Your instructions: Reproduce every item below character for character, with nothing changed, added, or left out.

[Start Material for the task]

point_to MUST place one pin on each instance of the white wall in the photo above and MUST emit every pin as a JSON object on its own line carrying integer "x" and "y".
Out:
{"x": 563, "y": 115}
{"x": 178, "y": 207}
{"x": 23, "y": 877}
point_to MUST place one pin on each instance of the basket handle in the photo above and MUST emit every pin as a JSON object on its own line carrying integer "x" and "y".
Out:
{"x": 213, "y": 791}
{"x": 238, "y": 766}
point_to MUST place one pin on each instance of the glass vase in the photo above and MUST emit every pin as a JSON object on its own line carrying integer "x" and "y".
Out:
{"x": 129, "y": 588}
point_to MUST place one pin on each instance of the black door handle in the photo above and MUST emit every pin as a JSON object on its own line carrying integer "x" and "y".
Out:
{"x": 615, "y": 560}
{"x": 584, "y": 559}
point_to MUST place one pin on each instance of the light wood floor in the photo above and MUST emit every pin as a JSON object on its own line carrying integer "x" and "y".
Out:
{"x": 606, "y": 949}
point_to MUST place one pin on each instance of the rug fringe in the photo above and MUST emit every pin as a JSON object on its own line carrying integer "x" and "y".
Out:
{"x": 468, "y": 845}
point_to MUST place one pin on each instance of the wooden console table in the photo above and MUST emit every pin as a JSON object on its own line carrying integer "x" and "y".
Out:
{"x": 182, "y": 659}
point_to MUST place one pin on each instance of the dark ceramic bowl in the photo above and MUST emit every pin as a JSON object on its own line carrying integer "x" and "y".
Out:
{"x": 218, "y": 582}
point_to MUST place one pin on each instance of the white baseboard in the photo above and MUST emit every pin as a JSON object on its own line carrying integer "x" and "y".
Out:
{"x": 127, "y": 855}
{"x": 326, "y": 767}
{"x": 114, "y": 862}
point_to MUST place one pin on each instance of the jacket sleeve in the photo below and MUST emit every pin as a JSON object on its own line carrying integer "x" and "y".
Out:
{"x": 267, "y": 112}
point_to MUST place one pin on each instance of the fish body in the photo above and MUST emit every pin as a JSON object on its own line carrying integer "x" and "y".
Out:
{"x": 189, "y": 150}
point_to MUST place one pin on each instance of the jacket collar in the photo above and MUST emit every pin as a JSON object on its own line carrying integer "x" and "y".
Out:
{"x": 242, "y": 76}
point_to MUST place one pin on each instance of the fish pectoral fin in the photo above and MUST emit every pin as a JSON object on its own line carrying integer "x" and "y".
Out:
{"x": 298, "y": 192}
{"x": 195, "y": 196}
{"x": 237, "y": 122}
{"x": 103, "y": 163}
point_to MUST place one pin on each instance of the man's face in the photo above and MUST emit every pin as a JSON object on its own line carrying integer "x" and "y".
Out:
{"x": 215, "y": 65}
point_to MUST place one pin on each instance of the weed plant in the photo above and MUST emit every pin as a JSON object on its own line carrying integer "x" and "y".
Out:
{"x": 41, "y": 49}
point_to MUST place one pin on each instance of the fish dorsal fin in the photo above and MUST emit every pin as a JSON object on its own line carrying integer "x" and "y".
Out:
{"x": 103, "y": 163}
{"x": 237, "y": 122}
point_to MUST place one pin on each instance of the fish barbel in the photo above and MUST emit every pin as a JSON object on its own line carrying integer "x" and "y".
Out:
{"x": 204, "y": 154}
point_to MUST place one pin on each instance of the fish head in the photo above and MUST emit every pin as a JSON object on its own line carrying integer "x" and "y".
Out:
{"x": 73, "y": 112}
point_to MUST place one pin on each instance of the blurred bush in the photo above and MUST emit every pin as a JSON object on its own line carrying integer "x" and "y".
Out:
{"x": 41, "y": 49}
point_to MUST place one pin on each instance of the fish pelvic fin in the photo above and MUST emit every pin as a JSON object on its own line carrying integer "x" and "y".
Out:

[End Material for the task]

Solution to the exercise:
point_to MUST place one pin on each instance of the white wall in the photo above and MUST emit every pin as a JSON object on its own line carrying integer "x" and "y".
Out:
{"x": 563, "y": 115}
{"x": 178, "y": 207}
{"x": 23, "y": 877}
point_to MUST place one pin on each instance of the basket handle in the photo above and MUST emit every pin as a JSON object on its own line carrying integer "x" and "y".
Out:
{"x": 213, "y": 791}
{"x": 238, "y": 766}
point_to MUST place one pin on each instance of the glass vase in the photo above and MUST emit every pin as a JSON object on its own line carrying integer "x" and "y".
Out:
{"x": 129, "y": 588}
point_to MUST place one pin on each instance of the black door handle in the photo above and MUST emit every pin as a JSON object on its own line carrying integer "x" and "y".
Out:
{"x": 615, "y": 560}
{"x": 584, "y": 559}
point_to MUST place one pin on each instance of the light wood floor in the photo above and MUST emit every pin as a JSON object on its own line carrying integer "x" and "y".
Out:
{"x": 606, "y": 949}
point_to MUST place one pin on each instance of the rug fringe in the photo above and MUST emit every pin as a JSON object on its own line carrying integer "x" and "y".
Out:
{"x": 468, "y": 845}
point_to MUST place one pin on each instance of the wooden console table in the photo above and MUST emit every pin as a JSON object on its own line carrying integer "x" and "y".
Out:
{"x": 182, "y": 659}
point_to MUST place one pin on each instance of the dark ceramic bowl in the photo above and MUST emit every pin as a JSON object on its own line carrying integer "x" and "y".
Out:
{"x": 218, "y": 582}
point_to MUST place one pin on each instance of the white baseboard in the photo above and MUST emit every pin as a JSON object on its own line carrying integer "x" and "y".
Out:
{"x": 127, "y": 855}
{"x": 326, "y": 767}
{"x": 114, "y": 862}
point_to MUST place one pin on each instance of the jacket sleeve in the photo below and MUST emit every pin as a JSON object on its own line carrying integer "x" and "y".
Out:
{"x": 267, "y": 112}
point_to MUST place one pin on each instance of the fish body in the photo above and MUST emit every pin as a JSON object on its own line carrying integer "x" and "y".
Out:
{"x": 189, "y": 150}
point_to MUST place one pin on each instance of the jacket collar in the photo above and MUST emit every pin as a JSON object on its own line carrying integer "x" and "y".
Out:
{"x": 242, "y": 76}
point_to MUST place one pin on each instance of the fish pectoral fin in the photo above and MUST emit every pin as a JSON object on its own line carrying integer "x" and "y".
Out:
{"x": 298, "y": 192}
{"x": 195, "y": 196}
{"x": 237, "y": 122}
{"x": 103, "y": 163}
point_to MUST place one pin on each instance of the man's face in the photo above and MUST emit every pin as a JSON object on its own line carrying integer "x" and "y".
Out:
{"x": 215, "y": 65}
point_to MUST place one pin on each instance of the weed plant in the photo above and MUST emit every pin as a JSON object on its own line carrying integer "x" and "y".
Out:
{"x": 41, "y": 49}
point_to MUST place one pin on each instance of the fish dorsal fin in the photo above and MUST emit every pin as a JSON object on its own line carrying integer "x" and "y".
Out:
{"x": 103, "y": 163}
{"x": 237, "y": 122}
point_to MUST place one pin on each instance of the fish barbel in the photo above and MUST emit every pin as a JSON object on its own line carrying integer "x" and "y".
Out:
{"x": 204, "y": 154}
point_to MUST place one pin on each instance of the fish head in the photo above and MUST emit every pin as a JSON object on its own line carrying integer "x" and "y".
Out:
{"x": 73, "y": 112}
point_to MUST place one pin on each instance of the blurred bush in the photo above and MUST emit every pin as a JSON object on its own line carrying integer "x" and "y".
Out:
{"x": 41, "y": 49}
point_to MUST place one pin on each instance of the fish pelvic fin in the photo above and MUST emit every pin as a JSON object on its own line carrying integer "x" and "y".
Out:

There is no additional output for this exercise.